§ **EXERCISE AIM**:
The records follow. Give them all back exactly.

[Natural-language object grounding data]
- Opening Delimiter -

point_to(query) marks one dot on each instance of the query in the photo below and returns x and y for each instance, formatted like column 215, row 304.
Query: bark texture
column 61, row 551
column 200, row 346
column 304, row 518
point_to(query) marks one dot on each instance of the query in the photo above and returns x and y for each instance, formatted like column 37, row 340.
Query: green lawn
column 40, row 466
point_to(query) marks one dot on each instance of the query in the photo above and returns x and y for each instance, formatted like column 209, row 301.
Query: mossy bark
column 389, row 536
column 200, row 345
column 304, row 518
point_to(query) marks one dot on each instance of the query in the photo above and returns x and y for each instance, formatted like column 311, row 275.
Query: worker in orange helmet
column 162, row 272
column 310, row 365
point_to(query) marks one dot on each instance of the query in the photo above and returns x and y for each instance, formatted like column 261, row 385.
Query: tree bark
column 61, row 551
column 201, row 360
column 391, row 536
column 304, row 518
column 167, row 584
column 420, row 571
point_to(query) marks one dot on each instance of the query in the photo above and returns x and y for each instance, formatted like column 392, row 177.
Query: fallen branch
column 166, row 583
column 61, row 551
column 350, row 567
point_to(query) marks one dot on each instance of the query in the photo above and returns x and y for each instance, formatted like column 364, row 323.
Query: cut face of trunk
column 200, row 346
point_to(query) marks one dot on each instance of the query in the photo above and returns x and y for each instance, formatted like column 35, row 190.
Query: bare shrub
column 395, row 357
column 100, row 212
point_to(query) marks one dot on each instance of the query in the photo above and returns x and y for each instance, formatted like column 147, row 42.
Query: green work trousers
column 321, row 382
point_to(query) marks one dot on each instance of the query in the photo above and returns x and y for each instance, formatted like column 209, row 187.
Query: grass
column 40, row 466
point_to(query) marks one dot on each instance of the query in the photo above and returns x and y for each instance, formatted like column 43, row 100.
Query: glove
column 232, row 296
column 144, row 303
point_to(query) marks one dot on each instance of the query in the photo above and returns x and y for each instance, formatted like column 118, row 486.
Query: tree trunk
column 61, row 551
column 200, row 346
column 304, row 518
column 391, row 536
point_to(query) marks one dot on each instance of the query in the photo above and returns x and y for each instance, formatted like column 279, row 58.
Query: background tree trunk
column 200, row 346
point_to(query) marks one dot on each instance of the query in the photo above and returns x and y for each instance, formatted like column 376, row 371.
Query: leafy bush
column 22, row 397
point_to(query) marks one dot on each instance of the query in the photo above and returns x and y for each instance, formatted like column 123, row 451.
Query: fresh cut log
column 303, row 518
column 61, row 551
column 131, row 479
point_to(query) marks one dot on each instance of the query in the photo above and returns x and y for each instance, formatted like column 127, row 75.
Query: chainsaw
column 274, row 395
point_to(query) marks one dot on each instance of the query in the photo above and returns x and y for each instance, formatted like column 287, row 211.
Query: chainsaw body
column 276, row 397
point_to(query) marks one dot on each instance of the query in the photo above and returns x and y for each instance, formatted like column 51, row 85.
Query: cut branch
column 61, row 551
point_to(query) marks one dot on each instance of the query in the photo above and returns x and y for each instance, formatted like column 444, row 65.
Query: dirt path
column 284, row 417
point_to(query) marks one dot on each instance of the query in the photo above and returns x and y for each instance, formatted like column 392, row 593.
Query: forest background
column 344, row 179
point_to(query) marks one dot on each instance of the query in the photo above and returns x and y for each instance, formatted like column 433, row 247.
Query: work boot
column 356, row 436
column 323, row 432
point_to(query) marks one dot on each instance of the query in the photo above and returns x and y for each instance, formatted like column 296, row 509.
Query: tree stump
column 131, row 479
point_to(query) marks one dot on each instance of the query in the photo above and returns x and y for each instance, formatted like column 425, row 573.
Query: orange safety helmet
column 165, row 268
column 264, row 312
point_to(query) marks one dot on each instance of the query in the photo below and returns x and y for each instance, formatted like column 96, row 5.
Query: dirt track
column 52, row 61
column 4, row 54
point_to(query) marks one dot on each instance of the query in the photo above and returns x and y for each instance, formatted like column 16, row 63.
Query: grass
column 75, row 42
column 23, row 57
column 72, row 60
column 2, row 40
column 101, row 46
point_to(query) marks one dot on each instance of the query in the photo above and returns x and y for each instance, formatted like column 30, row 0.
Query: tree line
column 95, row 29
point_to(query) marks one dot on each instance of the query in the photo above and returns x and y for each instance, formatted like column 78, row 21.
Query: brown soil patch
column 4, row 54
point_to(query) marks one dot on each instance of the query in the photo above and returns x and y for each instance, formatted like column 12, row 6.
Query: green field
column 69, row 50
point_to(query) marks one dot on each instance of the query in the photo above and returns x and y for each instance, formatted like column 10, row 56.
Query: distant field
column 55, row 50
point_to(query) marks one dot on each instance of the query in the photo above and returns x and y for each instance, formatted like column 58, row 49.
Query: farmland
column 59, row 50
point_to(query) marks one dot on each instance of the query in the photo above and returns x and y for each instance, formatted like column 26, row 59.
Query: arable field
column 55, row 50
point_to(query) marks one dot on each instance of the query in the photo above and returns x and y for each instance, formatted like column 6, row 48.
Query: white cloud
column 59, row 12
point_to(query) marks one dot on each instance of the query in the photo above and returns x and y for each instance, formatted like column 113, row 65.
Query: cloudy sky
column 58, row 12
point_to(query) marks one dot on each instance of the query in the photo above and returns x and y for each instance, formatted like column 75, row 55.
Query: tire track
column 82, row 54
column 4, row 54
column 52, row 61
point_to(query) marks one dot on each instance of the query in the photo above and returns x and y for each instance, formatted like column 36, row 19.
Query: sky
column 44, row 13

- Closing Delimiter -

§ **FINAL ANSWER**:
point_to(query) marks one dot on each instance of the query in the photo below and returns x and y for each instance, formatted like column 215, row 304.
Query: bark texture
column 61, row 551
column 200, row 346
column 304, row 518
point_to(query) marks one dot on each instance of the query in the photo above and returns x and y for each instance, formatted like column 37, row 340.
Query: green lawn
column 40, row 466
point_to(query) marks one dot on each instance of the query in the photo above and returns x and y for each instance, formatted like column 209, row 301.
Query: mossy bark
column 389, row 536
column 200, row 345
column 304, row 518
point_to(query) marks one dot on each instance of the query in the photo above and returns x and y for each instance, formatted like column 311, row 275.
Query: worker in orange helmet
column 162, row 272
column 310, row 365
point_to(query) marks one dot on each instance of the query in the photo above and returns x and y for each instance, formatted like column 261, row 385.
Query: tree bark
column 61, row 551
column 201, row 360
column 391, row 536
column 304, row 518
column 167, row 584
column 420, row 571
point_to(query) marks one dot on each instance of the query in the photo above and returns x and y for each instance, formatted like column 392, row 177.
Query: fallen branch
column 166, row 583
column 61, row 551
column 350, row 567
point_to(query) marks one dot on each instance of the query in the photo above and returns x and y for each instance, formatted like column 364, row 323.
Query: cut face of trunk
column 200, row 346
point_to(query) marks one dot on each instance of the query in the photo above and returns x and y for each instance, formatted like column 35, row 190.
Query: bare shrub
column 395, row 357
column 100, row 212
point_to(query) marks one dot on each instance of the query in the photo above and returns x and y for each instance, formatted like column 147, row 42.
Query: green work trousers
column 321, row 382
point_to(query) marks one dot on each instance of the query in the photo above and returns x and y for each instance, formatted like column 209, row 187.
Query: grass
column 40, row 466
point_to(query) marks one dot on each instance of the query in the photo above and returns x and y for each instance, formatted like column 43, row 100.
Query: glove
column 232, row 296
column 144, row 303
point_to(query) marks one dot on each instance of the query in the photo above and returns x and y for each instance, formatted like column 118, row 486.
Query: tree trunk
column 61, row 551
column 200, row 346
column 304, row 518
column 391, row 536
point_to(query) marks one dot on each instance of the query in the photo above and returns x and y for each instance, formatted like column 279, row 58.
Query: background tree trunk
column 200, row 346
point_to(query) marks one dot on each instance of the query in the photo above and returns x and y for each instance, formatted like column 376, row 371.
Query: leafy bush
column 22, row 397
point_to(query) marks one dot on each instance of the query in the photo above and returns x and y for each instance, formatted like column 123, row 451.
Query: fresh cut log
column 303, row 518
column 61, row 551
column 131, row 479
point_to(query) marks one dot on each instance of the query in the photo above and returns x and y for each instance, formatted like column 127, row 75.
Query: chainsaw
column 274, row 395
point_to(query) marks one dot on each instance of the query in the photo above and returns x and y for each instance, formatted like column 287, row 211.
Query: chainsaw body
column 276, row 397
point_to(query) marks one dot on each instance of the query in the photo above and returns x and y for each instance, formatted like column 51, row 85.
Query: cut branch
column 61, row 551
point_to(query) marks one dot on each instance of the query in the photo above and returns x and y for each instance, formatted like column 444, row 65.
Query: dirt path
column 284, row 417
point_to(query) marks one dot on each instance of the query in the photo above and returns x and y for each instance, formatted like column 392, row 593.
Query: forest background
column 344, row 179
point_to(query) marks one dot on each instance of the query in the photo above and returns x and y for each instance, formatted like column 433, row 247.
Query: work boot
column 356, row 436
column 323, row 432
point_to(query) marks one dot on each instance of the query in the photo above and returns x and y for each instance, formatted like column 296, row 509.
Query: tree stump
column 131, row 479
point_to(query) marks one dot on each instance of the query in the photo above and returns x and y for each instance, formatted like column 425, row 573.
Query: orange safety helmet
column 165, row 268
column 264, row 312
point_to(query) marks one dot on each instance of the query in the photo below and returns x and y for each instance, formatted like column 96, row 5.
Query: dirt track
column 52, row 61
column 4, row 54
point_to(query) marks one dot on each instance of the query in the photo above and returns x and y for each instance, formatted like column 16, row 63.
Query: grass
column 75, row 42
column 23, row 57
column 72, row 60
column 2, row 40
column 101, row 46
point_to(query) marks one dot on each instance of the query in the photo above and returns x and y for each instance, formatted like column 30, row 0.
Query: tree line
column 95, row 29
point_to(query) marks one dot on each instance of the query in the photo above and returns x and y for each instance, formatted like column 78, row 21.
Query: brown soil patch
column 4, row 54
point_to(query) marks one dot on each instance of the query in the photo above and returns x and y for each instance, formatted like column 12, row 6.
Query: green field
column 69, row 50
point_to(query) marks one dot on each instance of the query in the photo above and returns x and y for each instance, formatted like column 10, row 56.
Query: distant field
column 55, row 50
point_to(query) marks one dot on each instance of the query in the photo above and returns x and y for each instance, formatted like column 58, row 49.
Query: farmland
column 59, row 50
point_to(query) marks one dot on each instance of the query in the photo above and returns x and y for each instance, formatted like column 26, row 59.
Query: arable field
column 55, row 50
point_to(query) marks one dot on each instance of the query in the photo above and returns x and y for each instance, formatted like column 6, row 48.
Query: white cloud
column 59, row 12
point_to(query) marks one dot on each instance of the query in the photo above and returns x and y for each instance, formatted like column 113, row 65.
Query: cloudy sky
column 58, row 12
point_to(query) marks one dot on each instance of the query in the photo above and returns x and y for each instance, formatted like column 75, row 55.
Query: tire track
column 82, row 54
column 4, row 54
column 52, row 61
point_to(query) marks one dot on each instance of the query in the photo above and returns x and y for each instance, formatted like column 36, row 19.
Query: sky
column 44, row 13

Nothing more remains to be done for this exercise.